_EXERCISE GOAL_
Write out exactly the lines running from the one that contains "Please indicate the bush" through the end of the material.

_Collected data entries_
══════════

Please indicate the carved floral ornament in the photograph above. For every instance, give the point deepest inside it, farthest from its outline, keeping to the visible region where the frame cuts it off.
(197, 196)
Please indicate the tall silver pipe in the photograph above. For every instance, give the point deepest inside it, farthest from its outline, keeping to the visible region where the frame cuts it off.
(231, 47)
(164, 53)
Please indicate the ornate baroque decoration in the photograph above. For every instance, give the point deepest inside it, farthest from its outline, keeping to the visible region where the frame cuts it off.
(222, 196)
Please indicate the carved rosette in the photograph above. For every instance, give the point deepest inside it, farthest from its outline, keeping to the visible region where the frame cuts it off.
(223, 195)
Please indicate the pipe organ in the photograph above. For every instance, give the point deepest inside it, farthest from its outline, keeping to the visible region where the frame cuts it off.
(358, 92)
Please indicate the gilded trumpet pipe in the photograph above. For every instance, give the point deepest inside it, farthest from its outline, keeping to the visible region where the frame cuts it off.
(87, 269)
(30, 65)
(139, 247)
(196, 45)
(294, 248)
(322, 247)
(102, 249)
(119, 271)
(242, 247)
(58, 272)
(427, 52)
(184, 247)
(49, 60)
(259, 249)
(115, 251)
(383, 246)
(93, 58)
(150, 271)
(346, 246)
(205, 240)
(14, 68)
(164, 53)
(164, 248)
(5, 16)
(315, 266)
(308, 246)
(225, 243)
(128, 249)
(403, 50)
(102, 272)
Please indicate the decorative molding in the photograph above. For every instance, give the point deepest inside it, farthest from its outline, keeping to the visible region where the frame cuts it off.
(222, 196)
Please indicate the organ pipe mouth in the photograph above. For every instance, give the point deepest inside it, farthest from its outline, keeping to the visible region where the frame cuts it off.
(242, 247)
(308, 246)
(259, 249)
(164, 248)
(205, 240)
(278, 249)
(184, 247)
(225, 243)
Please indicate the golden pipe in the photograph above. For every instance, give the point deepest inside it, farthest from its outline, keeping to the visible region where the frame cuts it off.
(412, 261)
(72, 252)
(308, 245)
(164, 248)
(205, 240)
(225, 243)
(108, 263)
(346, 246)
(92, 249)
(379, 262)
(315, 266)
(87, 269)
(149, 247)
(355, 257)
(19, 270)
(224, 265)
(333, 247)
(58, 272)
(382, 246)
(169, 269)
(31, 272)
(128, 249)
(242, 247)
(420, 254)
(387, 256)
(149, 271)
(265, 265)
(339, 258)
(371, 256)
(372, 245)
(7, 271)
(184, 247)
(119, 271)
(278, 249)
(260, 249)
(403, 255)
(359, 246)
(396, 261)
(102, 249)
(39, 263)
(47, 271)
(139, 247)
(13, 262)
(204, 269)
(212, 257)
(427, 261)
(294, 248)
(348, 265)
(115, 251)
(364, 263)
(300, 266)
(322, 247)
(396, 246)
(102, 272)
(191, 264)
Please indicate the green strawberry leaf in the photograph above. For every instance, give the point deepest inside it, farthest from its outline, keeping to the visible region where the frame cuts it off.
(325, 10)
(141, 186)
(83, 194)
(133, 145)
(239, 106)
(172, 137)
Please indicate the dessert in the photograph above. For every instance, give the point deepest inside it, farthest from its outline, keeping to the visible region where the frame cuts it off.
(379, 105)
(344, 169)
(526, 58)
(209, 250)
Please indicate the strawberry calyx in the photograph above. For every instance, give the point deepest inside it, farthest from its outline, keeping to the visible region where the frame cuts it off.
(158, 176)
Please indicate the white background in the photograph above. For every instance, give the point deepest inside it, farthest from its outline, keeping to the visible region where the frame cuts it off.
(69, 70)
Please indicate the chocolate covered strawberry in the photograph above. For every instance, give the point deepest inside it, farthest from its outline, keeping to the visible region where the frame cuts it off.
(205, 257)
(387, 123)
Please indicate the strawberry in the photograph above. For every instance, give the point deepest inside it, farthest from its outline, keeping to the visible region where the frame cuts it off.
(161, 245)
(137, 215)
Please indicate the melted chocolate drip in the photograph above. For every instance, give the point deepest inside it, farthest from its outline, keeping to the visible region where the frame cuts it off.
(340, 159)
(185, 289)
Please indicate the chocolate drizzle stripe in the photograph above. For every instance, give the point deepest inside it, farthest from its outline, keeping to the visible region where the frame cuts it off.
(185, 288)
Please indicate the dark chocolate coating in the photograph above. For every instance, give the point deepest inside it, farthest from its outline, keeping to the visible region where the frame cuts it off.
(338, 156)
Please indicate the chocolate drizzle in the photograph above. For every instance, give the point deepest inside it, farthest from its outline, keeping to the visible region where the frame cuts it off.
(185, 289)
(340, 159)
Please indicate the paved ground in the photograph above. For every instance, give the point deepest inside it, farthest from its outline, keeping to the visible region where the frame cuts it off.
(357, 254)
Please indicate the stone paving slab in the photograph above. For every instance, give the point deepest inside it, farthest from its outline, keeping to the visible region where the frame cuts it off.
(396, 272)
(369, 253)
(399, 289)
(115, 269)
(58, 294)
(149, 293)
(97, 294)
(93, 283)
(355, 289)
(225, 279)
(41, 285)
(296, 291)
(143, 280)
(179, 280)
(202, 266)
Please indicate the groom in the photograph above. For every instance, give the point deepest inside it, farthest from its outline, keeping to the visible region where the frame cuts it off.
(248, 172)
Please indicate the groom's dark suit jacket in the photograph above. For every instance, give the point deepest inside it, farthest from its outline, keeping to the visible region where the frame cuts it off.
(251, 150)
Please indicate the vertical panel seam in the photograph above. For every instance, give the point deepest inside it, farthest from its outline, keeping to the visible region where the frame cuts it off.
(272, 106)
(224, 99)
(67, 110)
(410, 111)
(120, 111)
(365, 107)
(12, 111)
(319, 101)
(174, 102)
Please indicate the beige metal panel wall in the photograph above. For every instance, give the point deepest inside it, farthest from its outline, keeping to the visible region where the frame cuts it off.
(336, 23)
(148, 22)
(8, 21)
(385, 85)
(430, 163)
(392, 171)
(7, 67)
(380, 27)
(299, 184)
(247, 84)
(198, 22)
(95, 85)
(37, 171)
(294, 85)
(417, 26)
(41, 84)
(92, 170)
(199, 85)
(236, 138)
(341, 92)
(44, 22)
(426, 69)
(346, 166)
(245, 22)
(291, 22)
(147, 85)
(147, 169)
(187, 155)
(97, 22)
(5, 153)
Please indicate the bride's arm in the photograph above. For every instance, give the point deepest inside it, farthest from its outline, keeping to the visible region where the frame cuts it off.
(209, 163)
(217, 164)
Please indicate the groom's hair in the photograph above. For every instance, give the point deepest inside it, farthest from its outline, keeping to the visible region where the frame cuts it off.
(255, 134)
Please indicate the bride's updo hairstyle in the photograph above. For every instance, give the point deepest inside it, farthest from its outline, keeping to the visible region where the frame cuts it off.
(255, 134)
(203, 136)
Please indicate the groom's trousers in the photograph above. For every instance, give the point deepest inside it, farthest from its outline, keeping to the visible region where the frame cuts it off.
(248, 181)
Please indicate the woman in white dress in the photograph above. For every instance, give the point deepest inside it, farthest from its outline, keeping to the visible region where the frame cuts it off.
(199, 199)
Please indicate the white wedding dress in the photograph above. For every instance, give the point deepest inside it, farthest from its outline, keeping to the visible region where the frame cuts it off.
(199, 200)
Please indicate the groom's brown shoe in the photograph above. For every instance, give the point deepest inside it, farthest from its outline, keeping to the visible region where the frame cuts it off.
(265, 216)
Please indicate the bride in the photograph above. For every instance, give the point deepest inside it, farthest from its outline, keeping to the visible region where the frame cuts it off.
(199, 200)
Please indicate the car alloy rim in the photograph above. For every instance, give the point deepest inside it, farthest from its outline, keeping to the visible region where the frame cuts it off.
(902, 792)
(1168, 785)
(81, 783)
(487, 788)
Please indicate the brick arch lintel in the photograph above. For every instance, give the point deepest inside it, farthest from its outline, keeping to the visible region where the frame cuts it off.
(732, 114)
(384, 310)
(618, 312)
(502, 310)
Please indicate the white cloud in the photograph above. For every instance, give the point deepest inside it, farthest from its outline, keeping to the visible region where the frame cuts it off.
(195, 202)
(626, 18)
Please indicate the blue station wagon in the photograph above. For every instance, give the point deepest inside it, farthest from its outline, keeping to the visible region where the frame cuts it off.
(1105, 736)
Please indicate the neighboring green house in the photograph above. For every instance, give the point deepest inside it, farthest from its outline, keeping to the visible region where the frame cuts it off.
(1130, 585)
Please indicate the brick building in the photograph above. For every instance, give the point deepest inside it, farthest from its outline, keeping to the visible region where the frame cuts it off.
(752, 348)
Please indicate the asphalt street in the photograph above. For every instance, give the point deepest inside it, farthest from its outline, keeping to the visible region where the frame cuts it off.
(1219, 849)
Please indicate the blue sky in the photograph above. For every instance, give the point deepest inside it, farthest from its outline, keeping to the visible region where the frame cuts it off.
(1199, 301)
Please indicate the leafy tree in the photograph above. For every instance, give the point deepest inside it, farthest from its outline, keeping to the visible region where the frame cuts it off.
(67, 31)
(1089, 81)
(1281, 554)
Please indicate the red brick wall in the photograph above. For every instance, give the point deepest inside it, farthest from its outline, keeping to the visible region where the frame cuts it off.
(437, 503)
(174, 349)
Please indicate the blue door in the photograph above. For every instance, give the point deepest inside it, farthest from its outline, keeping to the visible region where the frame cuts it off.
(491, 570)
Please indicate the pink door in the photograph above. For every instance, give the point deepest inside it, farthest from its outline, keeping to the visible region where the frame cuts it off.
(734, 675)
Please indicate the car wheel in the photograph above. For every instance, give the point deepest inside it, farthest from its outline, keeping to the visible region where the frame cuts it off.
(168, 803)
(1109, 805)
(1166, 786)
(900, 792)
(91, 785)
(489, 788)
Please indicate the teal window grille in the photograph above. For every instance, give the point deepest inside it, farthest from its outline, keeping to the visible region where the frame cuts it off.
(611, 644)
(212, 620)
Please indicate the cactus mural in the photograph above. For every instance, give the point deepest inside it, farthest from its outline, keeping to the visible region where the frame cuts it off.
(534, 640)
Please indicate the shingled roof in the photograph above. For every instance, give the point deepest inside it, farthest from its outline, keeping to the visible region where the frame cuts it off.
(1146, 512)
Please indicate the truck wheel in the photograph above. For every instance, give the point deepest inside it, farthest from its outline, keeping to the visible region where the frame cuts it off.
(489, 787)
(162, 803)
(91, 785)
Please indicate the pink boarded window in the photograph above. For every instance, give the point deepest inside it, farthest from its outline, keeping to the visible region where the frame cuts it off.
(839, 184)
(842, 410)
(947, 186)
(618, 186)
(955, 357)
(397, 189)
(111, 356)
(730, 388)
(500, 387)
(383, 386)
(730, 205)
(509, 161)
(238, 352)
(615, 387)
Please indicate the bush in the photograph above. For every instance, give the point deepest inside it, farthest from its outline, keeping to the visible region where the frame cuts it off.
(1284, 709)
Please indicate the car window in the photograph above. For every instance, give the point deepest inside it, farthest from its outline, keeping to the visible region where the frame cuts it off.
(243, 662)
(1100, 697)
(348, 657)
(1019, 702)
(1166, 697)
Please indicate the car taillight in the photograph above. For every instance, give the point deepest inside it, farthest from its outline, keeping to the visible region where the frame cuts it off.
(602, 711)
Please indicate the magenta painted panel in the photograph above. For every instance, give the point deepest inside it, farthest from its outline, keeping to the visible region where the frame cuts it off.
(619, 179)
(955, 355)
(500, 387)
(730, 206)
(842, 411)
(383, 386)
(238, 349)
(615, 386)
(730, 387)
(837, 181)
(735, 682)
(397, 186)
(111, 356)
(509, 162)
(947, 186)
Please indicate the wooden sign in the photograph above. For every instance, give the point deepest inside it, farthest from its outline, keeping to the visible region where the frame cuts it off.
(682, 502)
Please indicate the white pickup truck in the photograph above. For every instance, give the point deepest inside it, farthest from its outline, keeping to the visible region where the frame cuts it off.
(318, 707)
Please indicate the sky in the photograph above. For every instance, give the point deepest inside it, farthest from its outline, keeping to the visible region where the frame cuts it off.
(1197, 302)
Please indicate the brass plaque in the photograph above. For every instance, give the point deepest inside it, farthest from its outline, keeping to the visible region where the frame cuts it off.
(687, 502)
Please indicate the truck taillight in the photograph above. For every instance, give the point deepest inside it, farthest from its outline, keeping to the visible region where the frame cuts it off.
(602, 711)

══════════

_TASK OUTPUT_
Please indicate the bush in the photograph above. For every instance, give the point deepest inside it, farthest from its outline, keeping to the visible region where the frame cuts it off.
(1284, 709)
Please indicate the car window in the photograph above. For every instance, give the point deepest inside it, farthest from its outline, keeping to the visible region where the frame cuts it off.
(243, 662)
(1100, 697)
(348, 657)
(1019, 702)
(1166, 697)
Please indicate the car taillight in the photograph above. For every instance, give the point deepest inside it, farthest from its outline, keeping to the visible region where the frame cuts it off.
(602, 711)
Please indicate the magenta painted panel in the photograph above. For every instance, give the point deepest inside it, farthest from its outline, keeping to the visible region where the frame cuts it off.
(619, 179)
(955, 355)
(500, 387)
(730, 206)
(842, 411)
(383, 386)
(238, 349)
(615, 386)
(730, 387)
(837, 181)
(735, 682)
(397, 186)
(111, 356)
(509, 162)
(947, 186)
Please indicate the wooden sign in the photograph above. For every instance, give the point deepest inside it, farthest from its outline, keeping to the visible region where the frame cuts it off.
(682, 502)
Please indicate the white pickup truck in the photograph above. For every instance, give the point deepest inside it, farthest from its outline, keeping to the visible region where the frame cuts it off.
(318, 707)
Please indicate the sky in the photograph above. For every instance, give the point deepest inside it, farthest from its outline, keeping to the visible region where the frame cuts it off.
(1197, 302)
Please indicate the brass plaque in the photograph above. For every instance, give the point deepest inside it, farthest from its outline, keeping to the visible region where the frame cuts it off.
(687, 502)
Please indicate the truck taillight in the photograph above. For every instance, give the point deepest inside it, farthest from its outline, keeping to the visible region where the frame cuts it off.
(602, 711)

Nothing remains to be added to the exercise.